• WHAT YOU NEED TO DO:
1. Can you rewrite the paragraph beginning "Let's build a traditional distributed database" from the database thread more briefly, keeping its main facts?
2. Would you restate word for word the part of the database thread that opens with the words containing "However, what if" and closes with "to the master node."?
3. Using the database thread, answer these questions:
(a) What is the rough cost of proving a ZK-VM's execution?
(b) What kind of merkle tree is used to construct an ordered map of (index→item)?
(c) What does each transaction increment?

=== EXCERPTED PASSAGE ===

Horizontally scaled decentralized database, atop ZK-STARK VM's

Objective: design a database which is horizontally scalable and decentralized


  • Horizontally scalable. The database scales by adding more nodes, which incurs linear cost.
  • Decentralized. The database architecture is trust-minimized. The node operators cannot “mint money”.


Let’s build a traditional distributed database. The database system is composed of a master node and a cluster of tablet nodes (a simplification of BigTable’s architecture). The database is sharded, whereby each tablet node is responsible for a slice of the database. To add more storage capacity, you add more tablet nodes.

Users send INSERT and SELECT tranasctions to the master, who routes them to the tablet nodes.

This isn’t decentralized, because the computation is not verified. If this database tracked money, a tablet node could easily print money by modifying their balance. We need to verify the computations.

The problem with scaling blockchains is that verifying transactions is O(n) cost (where n is computational steps, ie. gas). It’s prohibitive. We can’t expect the master node to run every transaction themselves to verify.

However, what if we used a ZK-VM? The cost of proving a ZK-VM’s execution is polylogarithmic, roughly O(log^2 n) . This scales much better. Cairo is a production-ready ZK-VM based on ZK-STARKS, and there are other designs based on EVM too.

Imagine that the master node and tablet nodes both ran their database (sqlite.exe) atop a Cairo VM. Then we could verify the computation was done.

New design - the master node distributes work via messages to the tablet nodes. The tablet node does the work, and generates a proof, which it sends back to the master node.

  1. What about state growth? Well, Cairo program can employ nondeterministic programming. We don’t have to prove the entire database table shard in the computation, we only have to prove we’re modifying it according to some rules! Simply put - imagine the database shard was merklized, and running an INSERT tx is proving the assertion that the row was inserted into the merkle tree correctly. Using a Sparse merkle tree, we can construct an ordered map of (index→item), which is efficient to prove adjacent leaves of.
  2. What if a tablet node is byzantine and decides to “rollback” the transaction? How do we ensure they only ever advance? Simple, we make every node a Cairo blockchain. Instead of messages, nodes communicate via transactions. Each transcation increments the node’s clock T+1, and naturally, references the previous block so that they form an immutable chain. The master node keeps track of every tablet node’s latest clock in their state too, which binds everything together.

Now we have a system where the tablet nodes are verifiably doing their job, the database state is sharded in a cryptographically authentifiable way, and the master node only incurs O(log^2 t) cost to verify these things are happening.

The last and easy part is now decentralizing the master node. The master node is mostly a coordinator - it distributes work to different tablet nodes and verifies they did their work. We can put this program on Cairo’s CPU. This is recursive proofing in an async context - while the master node is generating its own proof of its computation, it is awaiting the tablet node’s proof.

1 Like

This architecture is probably best described as verifiable RPC between chains. This involves async cross-chain message passing inside the chain’s VM, where the receipts contain validity proofs of the remote chain’s state transition. This is somewhat similar to some of the ideas in optimistic receipt roots, though a lot simpler since we don’t rely on optimism in our security model.

=== EXTRACTED INFORMATION ===

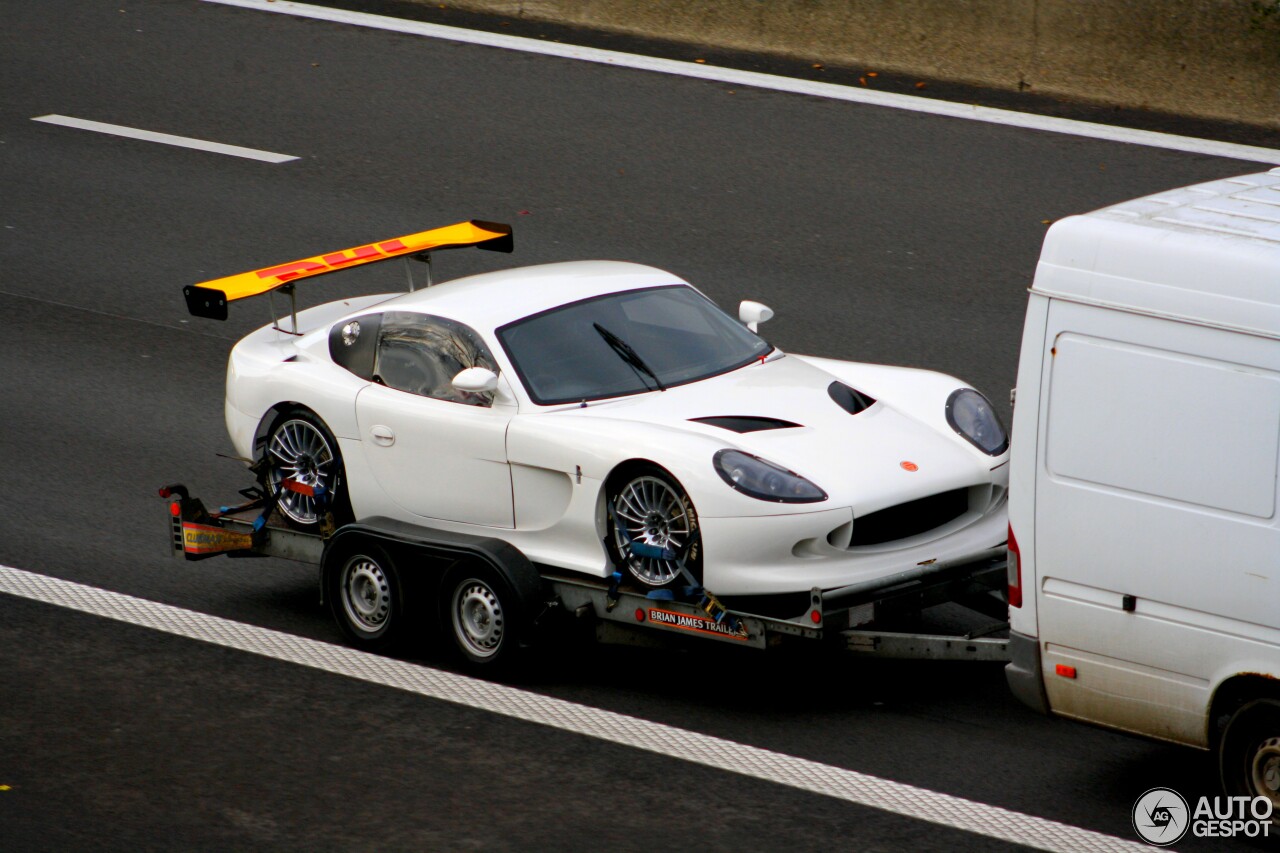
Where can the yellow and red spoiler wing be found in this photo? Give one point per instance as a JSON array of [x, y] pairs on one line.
[[210, 299]]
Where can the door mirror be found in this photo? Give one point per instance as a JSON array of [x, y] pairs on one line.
[[753, 314], [475, 381]]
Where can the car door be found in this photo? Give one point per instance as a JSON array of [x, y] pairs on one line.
[[438, 452]]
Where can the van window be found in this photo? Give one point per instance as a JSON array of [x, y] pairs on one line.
[[1164, 424]]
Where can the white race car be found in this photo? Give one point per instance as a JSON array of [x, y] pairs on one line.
[[602, 416]]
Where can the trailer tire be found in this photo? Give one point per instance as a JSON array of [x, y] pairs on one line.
[[301, 447], [483, 616], [647, 507], [366, 597], [1249, 753]]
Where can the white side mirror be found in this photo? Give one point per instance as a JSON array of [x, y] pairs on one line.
[[753, 314], [475, 381]]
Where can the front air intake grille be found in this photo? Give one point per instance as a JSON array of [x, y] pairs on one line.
[[909, 519]]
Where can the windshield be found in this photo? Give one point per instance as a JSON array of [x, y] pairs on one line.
[[653, 338]]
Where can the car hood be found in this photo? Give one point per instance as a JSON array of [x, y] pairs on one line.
[[877, 457]]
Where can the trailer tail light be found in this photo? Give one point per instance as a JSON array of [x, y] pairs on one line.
[[1015, 571]]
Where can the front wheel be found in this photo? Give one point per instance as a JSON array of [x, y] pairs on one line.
[[304, 469], [1249, 753], [654, 529]]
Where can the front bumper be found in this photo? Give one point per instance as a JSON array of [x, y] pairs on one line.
[[786, 553]]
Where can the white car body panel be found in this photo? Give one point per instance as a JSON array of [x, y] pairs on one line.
[[535, 475]]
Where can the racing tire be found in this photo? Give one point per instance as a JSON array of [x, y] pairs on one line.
[[483, 617], [301, 448], [366, 596], [1249, 753], [653, 529]]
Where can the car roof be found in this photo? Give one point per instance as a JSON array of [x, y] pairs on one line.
[[493, 300]]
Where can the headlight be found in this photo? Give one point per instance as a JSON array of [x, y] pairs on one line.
[[764, 480], [970, 415]]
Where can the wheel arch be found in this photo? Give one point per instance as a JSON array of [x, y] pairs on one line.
[[272, 415], [618, 474]]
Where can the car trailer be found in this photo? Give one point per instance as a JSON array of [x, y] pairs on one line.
[[383, 579]]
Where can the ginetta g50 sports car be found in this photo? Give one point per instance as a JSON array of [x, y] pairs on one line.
[[606, 416]]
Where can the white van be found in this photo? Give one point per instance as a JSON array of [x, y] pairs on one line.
[[1144, 539]]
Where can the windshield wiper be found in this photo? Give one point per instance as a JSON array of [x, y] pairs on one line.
[[629, 355]]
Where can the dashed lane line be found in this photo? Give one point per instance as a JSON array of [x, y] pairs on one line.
[[915, 104], [164, 138]]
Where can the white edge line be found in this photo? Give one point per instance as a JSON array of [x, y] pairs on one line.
[[164, 138], [1010, 118], [718, 753]]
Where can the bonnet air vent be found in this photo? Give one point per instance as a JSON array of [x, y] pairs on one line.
[[848, 398], [744, 423]]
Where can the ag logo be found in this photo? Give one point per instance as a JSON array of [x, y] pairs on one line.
[[1161, 816]]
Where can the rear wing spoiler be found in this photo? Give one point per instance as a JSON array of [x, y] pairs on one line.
[[210, 299]]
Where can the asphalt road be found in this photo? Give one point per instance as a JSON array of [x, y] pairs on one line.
[[876, 235]]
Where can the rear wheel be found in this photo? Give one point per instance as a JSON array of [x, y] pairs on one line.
[[1249, 752], [653, 528], [301, 450]]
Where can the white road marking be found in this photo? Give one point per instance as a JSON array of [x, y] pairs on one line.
[[757, 80], [805, 775], [164, 138]]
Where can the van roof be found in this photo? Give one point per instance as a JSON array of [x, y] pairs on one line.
[[1207, 254]]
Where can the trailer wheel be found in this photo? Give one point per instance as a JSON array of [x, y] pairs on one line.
[[366, 597], [1249, 753], [301, 448], [653, 528], [483, 616]]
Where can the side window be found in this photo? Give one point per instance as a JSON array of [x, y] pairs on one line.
[[421, 354], [353, 343]]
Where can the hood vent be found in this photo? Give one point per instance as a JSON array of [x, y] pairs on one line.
[[848, 398], [745, 423]]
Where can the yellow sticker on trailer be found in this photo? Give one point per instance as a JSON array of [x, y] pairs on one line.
[[202, 538]]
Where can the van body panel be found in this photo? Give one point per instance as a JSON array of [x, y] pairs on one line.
[[1146, 459]]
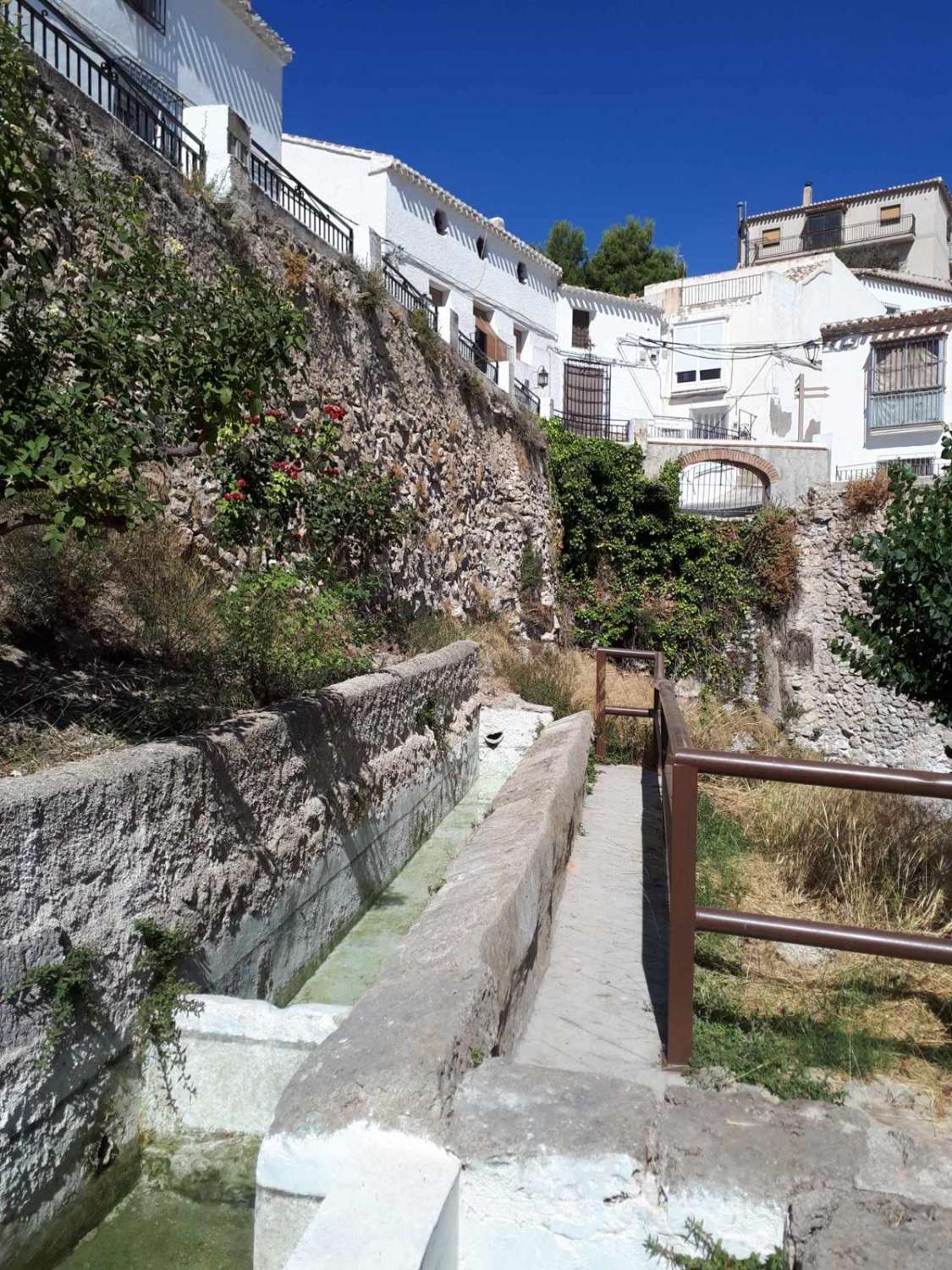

===

• OUTPUTS FOR THE TASKS:
1. A traditional distributed database has a master node and a cluster of tablet nodes, a simplified form of BigTable's architecture. It is sharded, so each tablet node is responsible for one slice of the database. Storage capacity grows by adding more tablet nodes.

2.
However, what if we used a ZK-VM? The cost of proving a ZK-VM’s execution is polylogarithmic, roughly O(log^2 n) . This scales much better. Cairo is a production-ready ZK-VM based on ZK-STARKS, and there are other designs based on EVM too.

Imagine that the master node and tablet nodes both ran their database (sqlite.exe) atop a Cairo VM. Then we could verify the computation was done.

New design - the master node distributes work via messages to the tablet nodes. The tablet node does the work, and generates a proof, which it sends back to the master node.

3.
(a) It is polylogarithmic, roughly O(log^2 n).
(b) A Sparse merkle tree.
(c) The node's clock, to T+1.